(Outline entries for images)
-- -- --

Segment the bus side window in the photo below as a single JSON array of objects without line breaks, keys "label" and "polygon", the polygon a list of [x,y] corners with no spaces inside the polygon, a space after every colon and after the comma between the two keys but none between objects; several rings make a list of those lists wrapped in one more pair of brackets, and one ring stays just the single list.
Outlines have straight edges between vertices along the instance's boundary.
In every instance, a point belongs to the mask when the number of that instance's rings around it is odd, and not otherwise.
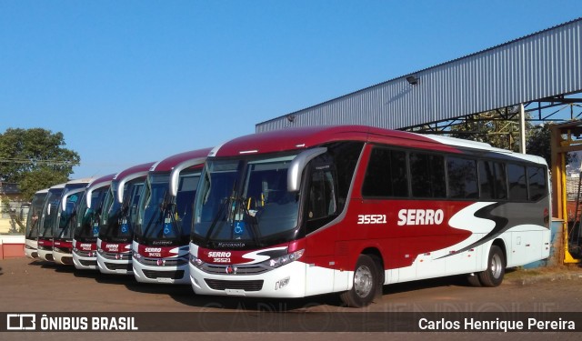
[{"label": "bus side window", "polygon": [[336,189],[329,169],[316,170],[311,175],[308,219],[321,219],[336,213]]},{"label": "bus side window", "polygon": [[362,196],[408,196],[406,154],[387,148],[374,147],[366,170]]},{"label": "bus side window", "polygon": [[527,200],[526,167],[519,165],[507,164],[507,180],[509,183],[509,199],[517,201]]},{"label": "bus side window", "polygon": [[467,199],[478,196],[475,160],[448,156],[447,170],[448,171],[448,195],[451,198]]},{"label": "bus side window", "polygon": [[481,199],[507,199],[507,185],[505,164],[499,162],[479,161],[479,186]]},{"label": "bus side window", "polygon": [[537,201],[547,194],[546,169],[542,167],[527,167],[527,188],[529,200]]},{"label": "bus side window", "polygon": [[412,196],[446,197],[445,157],[424,153],[410,153]]}]

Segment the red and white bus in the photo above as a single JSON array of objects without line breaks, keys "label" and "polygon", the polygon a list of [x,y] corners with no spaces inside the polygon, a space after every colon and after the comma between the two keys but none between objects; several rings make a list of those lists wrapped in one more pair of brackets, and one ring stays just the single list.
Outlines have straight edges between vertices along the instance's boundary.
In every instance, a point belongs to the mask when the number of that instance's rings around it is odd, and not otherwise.
[{"label": "red and white bus", "polygon": [[383,285],[549,255],[542,157],[361,125],[250,135],[216,147],[196,193],[196,294],[302,297],[364,306]]},{"label": "red and white bus", "polygon": [[111,181],[99,222],[97,267],[104,274],[133,275],[131,246],[137,205],[153,162],[119,172]]},{"label": "red and white bus", "polygon": [[87,185],[76,209],[73,233],[73,264],[79,270],[97,268],[97,236],[105,195],[115,174],[101,176]]},{"label": "red and white bus", "polygon": [[43,214],[43,206],[45,205],[47,196],[48,188],[41,189],[35,193],[33,202],[30,204],[25,236],[25,254],[28,258],[38,258],[38,226],[40,225],[40,217]]},{"label": "red and white bus", "polygon": [[53,255],[53,236],[60,221],[59,210],[63,195],[69,190],[85,187],[86,184],[86,179],[71,180],[64,184],[55,185],[48,189],[40,217],[37,238],[37,252],[38,257],[41,260],[55,261]]},{"label": "red and white bus", "polygon": [[196,186],[210,148],[167,157],[149,171],[134,229],[138,282],[189,284],[188,246]]},{"label": "red and white bus", "polygon": [[60,265],[73,265],[73,232],[76,226],[75,212],[85,188],[94,178],[85,177],[67,182],[58,206],[56,224],[53,225],[53,259]]}]

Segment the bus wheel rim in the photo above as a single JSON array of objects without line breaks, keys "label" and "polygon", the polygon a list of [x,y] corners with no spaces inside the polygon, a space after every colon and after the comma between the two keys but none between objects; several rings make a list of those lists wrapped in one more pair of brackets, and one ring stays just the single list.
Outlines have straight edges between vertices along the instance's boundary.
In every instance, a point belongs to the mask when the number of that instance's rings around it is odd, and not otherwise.
[{"label": "bus wheel rim", "polygon": [[366,297],[372,291],[373,286],[374,279],[370,268],[364,266],[358,267],[354,275],[354,289],[356,294],[360,297]]},{"label": "bus wheel rim", "polygon": [[491,257],[491,275],[494,278],[499,278],[501,276],[503,266],[501,265],[501,257],[499,255],[493,255]]}]

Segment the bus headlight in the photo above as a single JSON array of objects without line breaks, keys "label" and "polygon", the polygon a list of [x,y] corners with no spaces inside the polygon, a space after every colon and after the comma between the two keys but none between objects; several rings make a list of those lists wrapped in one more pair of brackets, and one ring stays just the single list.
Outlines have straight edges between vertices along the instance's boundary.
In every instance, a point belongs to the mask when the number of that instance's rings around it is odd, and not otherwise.
[{"label": "bus headlight", "polygon": [[190,264],[199,269],[202,269],[202,266],[204,266],[204,262],[192,254],[190,254]]},{"label": "bus headlight", "polygon": [[142,256],[138,252],[132,251],[132,256],[134,259],[135,259],[139,263],[142,262]]},{"label": "bus headlight", "polygon": [[265,263],[266,263],[272,268],[277,268],[279,266],[285,266],[286,264],[289,264],[301,258],[305,251],[305,249],[297,250],[291,254],[281,256],[280,257],[271,258]]}]

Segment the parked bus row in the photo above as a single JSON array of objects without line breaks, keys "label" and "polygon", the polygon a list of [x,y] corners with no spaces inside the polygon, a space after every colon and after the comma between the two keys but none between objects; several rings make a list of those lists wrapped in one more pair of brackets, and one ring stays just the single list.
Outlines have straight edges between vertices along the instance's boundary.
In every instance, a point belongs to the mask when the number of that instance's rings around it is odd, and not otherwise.
[{"label": "parked bus row", "polygon": [[36,193],[26,255],[202,295],[338,293],[467,274],[497,286],[550,250],[542,157],[362,125],[254,134]]}]

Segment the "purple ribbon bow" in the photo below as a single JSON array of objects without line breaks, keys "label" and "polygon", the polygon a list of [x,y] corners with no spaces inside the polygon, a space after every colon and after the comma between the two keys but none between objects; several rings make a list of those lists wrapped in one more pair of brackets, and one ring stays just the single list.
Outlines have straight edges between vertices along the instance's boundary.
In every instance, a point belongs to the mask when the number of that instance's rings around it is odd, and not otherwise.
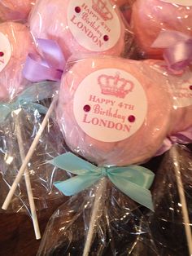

-- -- --

What to produce: Show every line of the listing above that contains the word "wheel".

Worked answer:
Segment the bus wheel rim in the photo above as a single JSON array of objects without line breaks, keys "label" and "polygon", the polygon a list of [x,y] corners with no spaces inside the polygon, a space after every colon and after the comma between the two keys but none between objects; several rings make a list of those lists wrapped in one more pair of brackets, and one ring stays just the single list.
[{"label": "bus wheel rim", "polygon": [[366,297],[372,291],[373,286],[374,279],[370,268],[364,266],[358,267],[354,275],[354,289],[356,294],[360,297]]},{"label": "bus wheel rim", "polygon": [[491,257],[491,275],[494,278],[499,278],[501,276],[503,266],[501,265],[501,257],[499,255],[493,255]]}]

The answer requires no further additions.